■ TEXTAUSZUG
◆ ◆ ◆ ◆

# taz.de -- Steigende Energiekosten: Bekennt euch zu hohen Preisen!
       
       > Aus Angst vor dem Wähler scheut die Politik klare Ansagen und wir hören
       > überall: Die Strompreise sind zu hoch. Da waren wir schon mal weiter.
       
 (IMG) Bild: Die „Geiz ist geil“-Mentalität auf Strompreise übertragen: Also den alten Kühlschrank endlich abwracken.
       
       Die FDP jubelt. Mit der Debatte über die Strompreise hat sie endlich ein
       Wahlkampfthema und eine vermeintliche Existenzberechtigung gefunden: Öko
       viel zu teuer, die Energiepreise viel zu hoch, die Energiewende viel zu
       schnell. Vieles stimmt da nicht, aber so ist Politik.
       
       Das Problem ist nicht Philipp Röslers Rechenschwäche. Das Problem sind die
       anderen. Ein Bundesumweltminister, der sagt: Die Strompreise sind zu hoch.
       Die Verbraucherschützer, die sagen: Die Strompreise sind zu hoch. Die
       Roten, Grünen und Andersfarbigen, die sagen: Die Strompreise sind zu hoch.
       Die Forschungsinstitute und Umweltverbände, die sagen … – genau.
       
       Da waren wir schon mal weiter.
       
       Denn als vor einem guten Jahrzehnt die Ökosteuer eingeführt wurde, galt
       quer durch die Parteien der Grundsatz: Energie muss teurer werden. Schluss
       mit der Verschwendung. Die beste Energie ist die, die nicht erzeugt werden
       muss. Und wenn man doppelt so viel für den Liter Benzin oder die
       Kilowattstunde Strom bezahlt, aber nur die Hälfte verbraucht – na und? Egal
       für die Brieftasche, gut für die Umwelt. So redet heute keiner mehr. Und
       auch wenn Energieeffizienz in den Reden des offiziellen
       Energiesparministers Rösler immer ganz oben steht: Da bewegt sich kaum
       etwas. Bundesregierung und EU-Kommission schreiben tolle Zielzahlen vor,
       die niemals erreicht werden.

◆ ◆ ◆ ◆

■ LISTE DER DATENSÄTZE
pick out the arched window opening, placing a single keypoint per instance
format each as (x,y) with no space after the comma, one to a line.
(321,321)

◆ ◆ ◆ ◆

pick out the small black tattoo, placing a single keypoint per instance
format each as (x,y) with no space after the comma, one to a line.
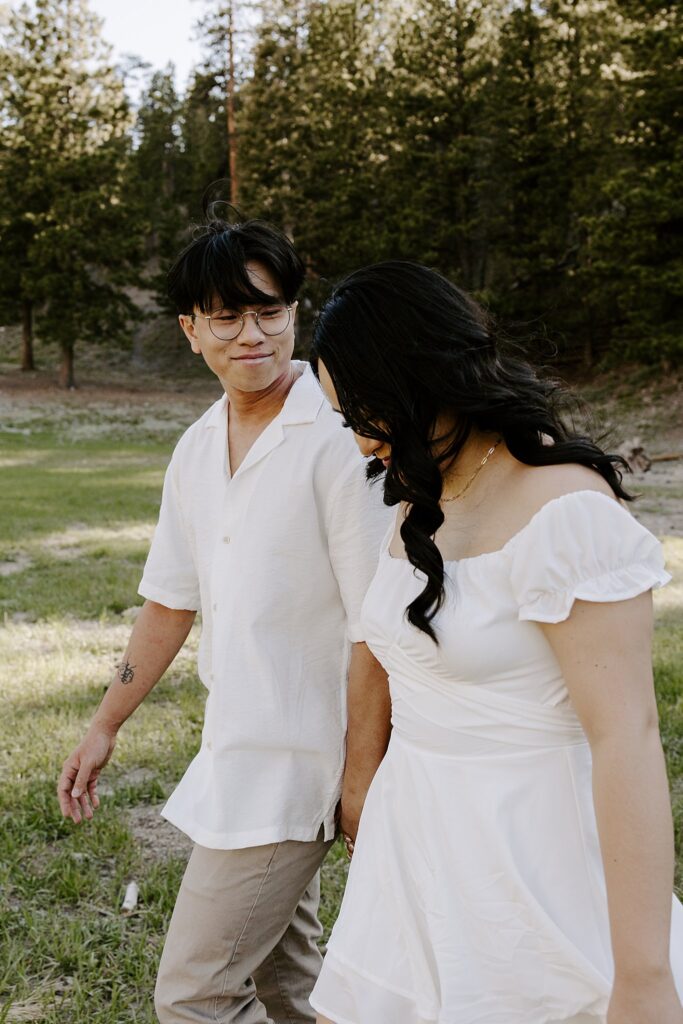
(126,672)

◆ ◆ ◆ ◆

■ ANFORDERUNGEN
- a) Prüfe, ob die folgenden Aussagen mit dem Text zu den Strompreisen übereinstimmen. Antworte jeweils mit Ja oder Nein und zitiere die entscheidenden Worte des Textes wörtlich.
(i) Die Ökosteuer wurde vor einem guten Jahrzehnt eingeführt.
(ii) Die Verbraucherschützer halten die Strompreise für zu niedrig.
(iii) Bundesregierung und EU-Kommission erreichen ihre vorgeschriebenen Zielzahlen.
- b) Gib bitte den Abschnitt aus dem Text zu den Strompreisen wortgetreu wieder, beginnend bei „(IMG) Bild: Die“ und endend bei „sagen … – genau.“.

■ LÖSUNGEN
- a)
(i) Ja: „als vor einem guten Jahrzehnt die Ökosteuer eingeführt wurde“
(ii) Nein: „Die Verbraucherschützer, die sagen: Die Strompreise sind zu hoch.“
(iii) Nein: „die niemals erreicht werden“

- b)
(IMG) Bild: Die „Geiz ist geil“-Mentalität auf Strompreise übertragen: Also den alten Kühlschrank endlich abwracken.
       
       Die FDP jubelt. Mit der Debatte über die Strompreise hat sie endlich ein
       Wahlkampfthema und eine vermeintliche Existenzberechtigung gefunden: Öko
       viel zu teuer, die Energiepreise viel zu hoch, die Energiewende viel zu
       schnell. Vieles stimmt da nicht, aber so ist Politik.
       
       Das Problem ist nicht Philipp Röslers Rechenschwäche. Das Problem sind die
       anderen. Ein Bundesumweltminister, der sagt: Die Strompreise sind zu hoch.
       Die Verbraucherschützer, die sagen: Die Strompreise sind zu hoch. Die
       Roten, Grünen und Andersfarbigen, die sagen: Die Strompreise sind zu hoch.
       Die Forschungsinstitute und Umweltverbände, die sagen … – genau.